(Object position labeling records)
=-=-=

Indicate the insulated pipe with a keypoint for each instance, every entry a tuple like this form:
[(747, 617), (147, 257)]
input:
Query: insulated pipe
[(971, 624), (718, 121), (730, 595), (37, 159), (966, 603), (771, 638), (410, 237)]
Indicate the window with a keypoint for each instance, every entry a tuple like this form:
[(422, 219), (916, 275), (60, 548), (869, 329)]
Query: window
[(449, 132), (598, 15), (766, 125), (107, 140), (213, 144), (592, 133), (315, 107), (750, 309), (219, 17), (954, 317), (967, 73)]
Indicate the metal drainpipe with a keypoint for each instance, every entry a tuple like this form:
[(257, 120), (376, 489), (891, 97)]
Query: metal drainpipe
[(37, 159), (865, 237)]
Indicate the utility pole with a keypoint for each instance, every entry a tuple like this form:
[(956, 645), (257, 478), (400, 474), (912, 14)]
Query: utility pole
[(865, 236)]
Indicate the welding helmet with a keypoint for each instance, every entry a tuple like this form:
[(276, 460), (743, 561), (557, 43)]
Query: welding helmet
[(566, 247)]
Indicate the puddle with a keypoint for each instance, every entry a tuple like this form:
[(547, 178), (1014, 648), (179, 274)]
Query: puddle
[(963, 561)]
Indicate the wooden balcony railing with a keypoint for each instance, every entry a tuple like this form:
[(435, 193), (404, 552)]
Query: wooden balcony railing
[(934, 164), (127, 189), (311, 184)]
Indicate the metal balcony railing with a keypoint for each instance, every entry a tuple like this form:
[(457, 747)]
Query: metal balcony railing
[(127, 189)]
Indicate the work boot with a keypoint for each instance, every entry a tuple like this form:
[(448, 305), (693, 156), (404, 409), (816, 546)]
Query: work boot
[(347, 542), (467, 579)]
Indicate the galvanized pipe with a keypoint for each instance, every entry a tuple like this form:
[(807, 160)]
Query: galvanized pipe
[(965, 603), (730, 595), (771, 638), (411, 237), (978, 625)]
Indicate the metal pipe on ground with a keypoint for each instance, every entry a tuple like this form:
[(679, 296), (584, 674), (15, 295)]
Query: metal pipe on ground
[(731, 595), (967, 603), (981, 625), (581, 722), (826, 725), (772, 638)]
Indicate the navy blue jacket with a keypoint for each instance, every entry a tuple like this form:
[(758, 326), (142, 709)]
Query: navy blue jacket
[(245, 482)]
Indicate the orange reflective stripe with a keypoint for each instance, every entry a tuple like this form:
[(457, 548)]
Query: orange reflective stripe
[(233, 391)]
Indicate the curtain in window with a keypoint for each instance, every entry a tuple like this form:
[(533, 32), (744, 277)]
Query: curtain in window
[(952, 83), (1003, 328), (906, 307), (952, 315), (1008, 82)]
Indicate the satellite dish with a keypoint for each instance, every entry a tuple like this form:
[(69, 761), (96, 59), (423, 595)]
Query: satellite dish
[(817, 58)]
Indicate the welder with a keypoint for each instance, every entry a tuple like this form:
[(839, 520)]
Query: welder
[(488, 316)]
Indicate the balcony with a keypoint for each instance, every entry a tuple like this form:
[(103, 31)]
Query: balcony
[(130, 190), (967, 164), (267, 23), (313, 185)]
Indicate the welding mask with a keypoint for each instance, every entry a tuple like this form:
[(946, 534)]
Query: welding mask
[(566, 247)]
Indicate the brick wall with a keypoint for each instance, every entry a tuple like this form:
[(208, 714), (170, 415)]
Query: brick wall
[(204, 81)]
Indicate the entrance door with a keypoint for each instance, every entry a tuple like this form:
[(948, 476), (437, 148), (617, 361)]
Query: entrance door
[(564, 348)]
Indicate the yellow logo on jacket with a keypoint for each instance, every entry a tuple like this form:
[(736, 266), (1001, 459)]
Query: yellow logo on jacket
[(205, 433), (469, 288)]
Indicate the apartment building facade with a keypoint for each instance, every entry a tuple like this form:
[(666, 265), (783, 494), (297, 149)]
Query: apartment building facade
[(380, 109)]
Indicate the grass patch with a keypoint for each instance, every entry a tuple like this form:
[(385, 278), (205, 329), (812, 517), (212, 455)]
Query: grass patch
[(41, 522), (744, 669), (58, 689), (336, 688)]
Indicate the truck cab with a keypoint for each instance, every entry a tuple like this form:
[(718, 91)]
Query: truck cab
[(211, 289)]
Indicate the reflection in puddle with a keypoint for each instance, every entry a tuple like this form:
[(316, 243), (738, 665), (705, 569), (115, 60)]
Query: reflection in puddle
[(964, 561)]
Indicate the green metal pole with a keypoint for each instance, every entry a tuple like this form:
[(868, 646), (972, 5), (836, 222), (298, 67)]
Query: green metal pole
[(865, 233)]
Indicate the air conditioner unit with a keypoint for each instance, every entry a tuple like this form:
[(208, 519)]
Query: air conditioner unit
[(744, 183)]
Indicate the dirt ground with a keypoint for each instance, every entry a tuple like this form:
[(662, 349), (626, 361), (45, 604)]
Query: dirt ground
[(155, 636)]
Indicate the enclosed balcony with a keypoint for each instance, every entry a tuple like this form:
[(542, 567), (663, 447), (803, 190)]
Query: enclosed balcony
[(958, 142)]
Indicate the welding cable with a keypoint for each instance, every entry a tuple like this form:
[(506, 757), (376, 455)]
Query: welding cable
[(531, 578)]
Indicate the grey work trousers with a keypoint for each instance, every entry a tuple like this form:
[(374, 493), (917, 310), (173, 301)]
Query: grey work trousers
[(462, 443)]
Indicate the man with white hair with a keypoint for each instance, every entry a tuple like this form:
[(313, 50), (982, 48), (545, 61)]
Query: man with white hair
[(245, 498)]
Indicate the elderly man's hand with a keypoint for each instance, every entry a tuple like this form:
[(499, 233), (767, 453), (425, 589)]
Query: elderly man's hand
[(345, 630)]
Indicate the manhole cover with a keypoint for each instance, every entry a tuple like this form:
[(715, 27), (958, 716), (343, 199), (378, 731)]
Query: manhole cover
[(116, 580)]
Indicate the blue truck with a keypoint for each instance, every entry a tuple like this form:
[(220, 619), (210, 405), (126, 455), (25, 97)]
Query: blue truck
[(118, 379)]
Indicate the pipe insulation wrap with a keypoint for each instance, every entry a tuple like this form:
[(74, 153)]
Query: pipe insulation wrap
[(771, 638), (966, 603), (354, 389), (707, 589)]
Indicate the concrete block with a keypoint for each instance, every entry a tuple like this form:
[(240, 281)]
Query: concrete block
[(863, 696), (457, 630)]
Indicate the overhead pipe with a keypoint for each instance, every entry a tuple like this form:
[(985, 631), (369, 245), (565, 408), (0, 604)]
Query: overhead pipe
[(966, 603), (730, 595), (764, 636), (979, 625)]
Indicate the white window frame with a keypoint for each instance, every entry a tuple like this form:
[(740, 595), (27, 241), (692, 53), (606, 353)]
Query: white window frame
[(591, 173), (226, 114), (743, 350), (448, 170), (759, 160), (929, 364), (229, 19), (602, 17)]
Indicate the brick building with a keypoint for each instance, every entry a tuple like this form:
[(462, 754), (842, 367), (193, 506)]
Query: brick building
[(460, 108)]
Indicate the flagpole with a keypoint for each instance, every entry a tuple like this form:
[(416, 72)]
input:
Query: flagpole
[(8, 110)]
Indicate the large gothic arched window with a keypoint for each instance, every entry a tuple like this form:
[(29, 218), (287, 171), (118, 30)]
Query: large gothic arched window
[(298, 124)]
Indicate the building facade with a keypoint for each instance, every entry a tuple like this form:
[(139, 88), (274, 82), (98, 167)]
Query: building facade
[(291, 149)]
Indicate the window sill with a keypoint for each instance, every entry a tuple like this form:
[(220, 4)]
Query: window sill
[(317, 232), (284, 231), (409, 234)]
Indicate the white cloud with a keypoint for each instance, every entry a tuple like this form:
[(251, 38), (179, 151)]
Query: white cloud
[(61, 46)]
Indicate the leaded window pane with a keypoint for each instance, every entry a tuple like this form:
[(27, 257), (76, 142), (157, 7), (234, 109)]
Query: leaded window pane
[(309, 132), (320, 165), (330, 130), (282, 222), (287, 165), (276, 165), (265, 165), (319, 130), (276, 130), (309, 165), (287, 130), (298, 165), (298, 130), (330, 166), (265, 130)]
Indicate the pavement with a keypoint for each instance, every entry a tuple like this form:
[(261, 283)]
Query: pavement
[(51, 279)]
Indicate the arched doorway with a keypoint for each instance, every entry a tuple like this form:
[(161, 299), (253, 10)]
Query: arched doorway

=-=-=

Copy out the records above word for word, starting at the line that contains "Indicate the arched" and continuing through the last line of the records.

Indicate the arched doorway with a keypoint for each instance, every entry a tuple like this form:
[(161, 299), (253, 10)]
Query: arched doorway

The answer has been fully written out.